SUPPLIED DATA:
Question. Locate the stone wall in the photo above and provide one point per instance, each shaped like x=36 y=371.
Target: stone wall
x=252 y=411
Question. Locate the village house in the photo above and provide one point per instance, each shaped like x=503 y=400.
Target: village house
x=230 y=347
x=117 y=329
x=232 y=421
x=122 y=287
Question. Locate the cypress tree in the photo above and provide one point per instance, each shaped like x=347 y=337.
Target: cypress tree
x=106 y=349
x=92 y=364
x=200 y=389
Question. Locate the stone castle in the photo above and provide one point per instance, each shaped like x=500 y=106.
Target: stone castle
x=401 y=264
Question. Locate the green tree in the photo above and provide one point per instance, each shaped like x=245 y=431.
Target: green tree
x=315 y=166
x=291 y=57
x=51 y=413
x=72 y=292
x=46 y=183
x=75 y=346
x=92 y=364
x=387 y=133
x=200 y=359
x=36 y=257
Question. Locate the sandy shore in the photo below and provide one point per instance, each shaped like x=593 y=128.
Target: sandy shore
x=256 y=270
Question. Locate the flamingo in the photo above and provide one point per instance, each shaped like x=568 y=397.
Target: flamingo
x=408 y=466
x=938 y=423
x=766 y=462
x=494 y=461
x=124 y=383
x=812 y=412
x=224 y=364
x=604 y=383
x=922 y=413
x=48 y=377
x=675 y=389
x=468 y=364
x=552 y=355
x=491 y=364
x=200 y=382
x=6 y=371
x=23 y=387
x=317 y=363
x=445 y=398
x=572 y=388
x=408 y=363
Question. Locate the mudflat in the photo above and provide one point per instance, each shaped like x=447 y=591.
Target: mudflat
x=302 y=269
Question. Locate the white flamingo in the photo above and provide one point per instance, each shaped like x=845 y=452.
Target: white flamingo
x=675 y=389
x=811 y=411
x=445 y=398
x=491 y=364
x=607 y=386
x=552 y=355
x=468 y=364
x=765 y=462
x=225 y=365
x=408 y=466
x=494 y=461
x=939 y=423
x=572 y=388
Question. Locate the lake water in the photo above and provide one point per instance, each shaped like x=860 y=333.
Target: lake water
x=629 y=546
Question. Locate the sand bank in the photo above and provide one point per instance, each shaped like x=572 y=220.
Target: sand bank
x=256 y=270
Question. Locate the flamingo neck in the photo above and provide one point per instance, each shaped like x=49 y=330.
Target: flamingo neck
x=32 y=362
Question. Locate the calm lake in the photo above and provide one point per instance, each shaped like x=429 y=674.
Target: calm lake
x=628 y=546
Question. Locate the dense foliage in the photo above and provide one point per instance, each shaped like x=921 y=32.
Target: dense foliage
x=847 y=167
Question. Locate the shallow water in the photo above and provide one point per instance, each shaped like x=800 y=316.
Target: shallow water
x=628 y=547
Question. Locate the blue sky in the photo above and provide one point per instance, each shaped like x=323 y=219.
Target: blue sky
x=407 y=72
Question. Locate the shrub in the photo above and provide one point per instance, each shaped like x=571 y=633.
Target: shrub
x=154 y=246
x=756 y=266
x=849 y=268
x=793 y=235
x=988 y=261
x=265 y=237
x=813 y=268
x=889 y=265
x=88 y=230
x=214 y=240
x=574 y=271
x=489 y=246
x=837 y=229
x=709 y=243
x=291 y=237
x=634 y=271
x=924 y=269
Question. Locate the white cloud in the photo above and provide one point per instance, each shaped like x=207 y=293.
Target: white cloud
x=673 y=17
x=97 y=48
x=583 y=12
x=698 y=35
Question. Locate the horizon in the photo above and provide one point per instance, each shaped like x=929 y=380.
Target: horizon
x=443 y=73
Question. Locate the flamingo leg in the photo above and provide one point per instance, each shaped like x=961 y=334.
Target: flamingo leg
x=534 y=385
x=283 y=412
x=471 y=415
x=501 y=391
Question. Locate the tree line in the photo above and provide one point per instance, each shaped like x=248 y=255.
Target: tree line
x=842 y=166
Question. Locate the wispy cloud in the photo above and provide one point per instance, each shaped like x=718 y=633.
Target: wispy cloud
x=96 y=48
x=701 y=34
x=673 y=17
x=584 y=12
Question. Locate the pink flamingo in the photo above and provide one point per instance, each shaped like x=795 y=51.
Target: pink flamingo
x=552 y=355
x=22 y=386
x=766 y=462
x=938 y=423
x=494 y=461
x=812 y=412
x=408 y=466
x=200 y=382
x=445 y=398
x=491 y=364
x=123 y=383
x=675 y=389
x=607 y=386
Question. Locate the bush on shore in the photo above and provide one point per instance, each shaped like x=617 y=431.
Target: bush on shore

YOUR INSTRUCTIONS: Print the records again, exactly as they stand above.

ANSWER SECTION:
Question. Locate the stone wall in the photo above and provide one point per instance, each shaped like x=36 y=371.
Target: stone wall
x=252 y=411
Question. Locate the village house in the photo above and provide one point per instance, each shaped like x=503 y=400.
Target: village house
x=230 y=347
x=117 y=329
x=232 y=421
x=122 y=287
Question. Locate the cypress tree in the photo above and provide one point per instance, each shaped like x=347 y=337.
Target: cypress tree
x=106 y=349
x=92 y=364
x=200 y=389
Question. Locate the stone castle in the photo above and provide one point per instance, each shaped like x=500 y=106.
Target: stone castle
x=401 y=264
Question. Locate the green tree in the photo above and provide one point per instance, each shaped like x=245 y=431.
Target: green tree
x=315 y=166
x=291 y=57
x=51 y=413
x=72 y=292
x=46 y=183
x=75 y=346
x=92 y=364
x=387 y=133
x=200 y=359
x=36 y=257
Question. Locate the sandy shore in the photo below and provide one point per instance, each shaped like x=593 y=128.
Target: sandy shore
x=256 y=270
Question. Locate the flamingo in the photo above and provide one point per instance, each shaped like x=568 y=397.
Target: flamingo
x=408 y=466
x=938 y=423
x=766 y=462
x=494 y=461
x=124 y=383
x=812 y=412
x=224 y=364
x=604 y=383
x=922 y=413
x=48 y=377
x=675 y=389
x=468 y=364
x=552 y=355
x=491 y=364
x=200 y=382
x=6 y=371
x=23 y=387
x=317 y=363
x=445 y=398
x=572 y=388
x=408 y=363
Question. Locate the mudflat in the photo above and provide one point per instance, each shaped like x=447 y=591.
Target: mudflat
x=302 y=269
Question. Locate the white flamingo in the photo above and provide one point per instance, each shaped like x=845 y=452.
Target: white flamingo
x=675 y=389
x=811 y=411
x=445 y=398
x=491 y=364
x=607 y=386
x=552 y=355
x=468 y=364
x=765 y=462
x=225 y=365
x=408 y=466
x=494 y=461
x=939 y=423
x=572 y=388
Question. Locate the lake water in the photo above and provide one point per instance, each shaped like x=860 y=333.
Target: lake water
x=629 y=546
Question. Locate the sand bank in the photo above and provide one point per instance, each shaped like x=572 y=220.
Target: sand bank
x=256 y=270
Question. Locate the flamingo neck in the photo above and provide one point per instance, each shaped like x=49 y=330.
Target: flamingo neck
x=32 y=362
Question. Locate the calm lake in the photo above and provide one point per instance, each shaped like x=429 y=674.
Target: calm lake
x=628 y=546
Question. Locate the dense foliage in the photo above and provide one point per instance, each shaped like x=921 y=32.
Target: dense foliage
x=847 y=167
Question. Locate the shallow water in the photo above and provide one point per instance, each shaped like x=800 y=316.
Target: shallow water
x=628 y=547
Question. Locate the blue sky in the photo above and provide one point per instance, each shaped like x=323 y=219.
Target: blue sky
x=407 y=72
Question. Locate the shrub in the photo above and provide one point per instance, each shaped like x=571 y=633.
Target: shrub
x=154 y=246
x=756 y=266
x=849 y=268
x=793 y=235
x=988 y=261
x=265 y=237
x=813 y=268
x=889 y=265
x=88 y=230
x=214 y=240
x=574 y=271
x=489 y=246
x=837 y=229
x=709 y=243
x=291 y=237
x=634 y=271
x=924 y=269
Question. Locate the white cloud in the photo above and provide one point per instance, each shaped like x=207 y=293.
Target: white cloud
x=673 y=17
x=97 y=48
x=583 y=12
x=698 y=35
Question. Locate the horizon in the photo above and provide one point per instance, each shaped like x=929 y=380.
Target: horizon
x=443 y=73
Question. Locate the flamingo leg in the photo above and provide one point per instance, each shaped like x=961 y=334.
Target: flamingo leg
x=534 y=385
x=283 y=412
x=471 y=415
x=501 y=391
Question. Locate the tree line in the photo above and provide one point per instance, each shaped like x=248 y=255.
Target: tree line
x=842 y=166
Question. Locate the wispy cloud in the photo above and provide one point per instance, each shaped like x=718 y=633.
Target: wispy cloud
x=96 y=48
x=701 y=34
x=673 y=17
x=584 y=12
Question. Locate the pink flamingo in the photo above and provide one point per instance, each shaped like x=795 y=51.
Target: pink flamingo
x=552 y=355
x=22 y=386
x=766 y=462
x=938 y=423
x=494 y=461
x=812 y=412
x=408 y=466
x=200 y=382
x=445 y=398
x=491 y=364
x=123 y=383
x=675 y=389
x=607 y=386
Question. Locate the bush on shore in the photo above and provide one point per instance, each shaped like x=617 y=431.
Target: bush on shore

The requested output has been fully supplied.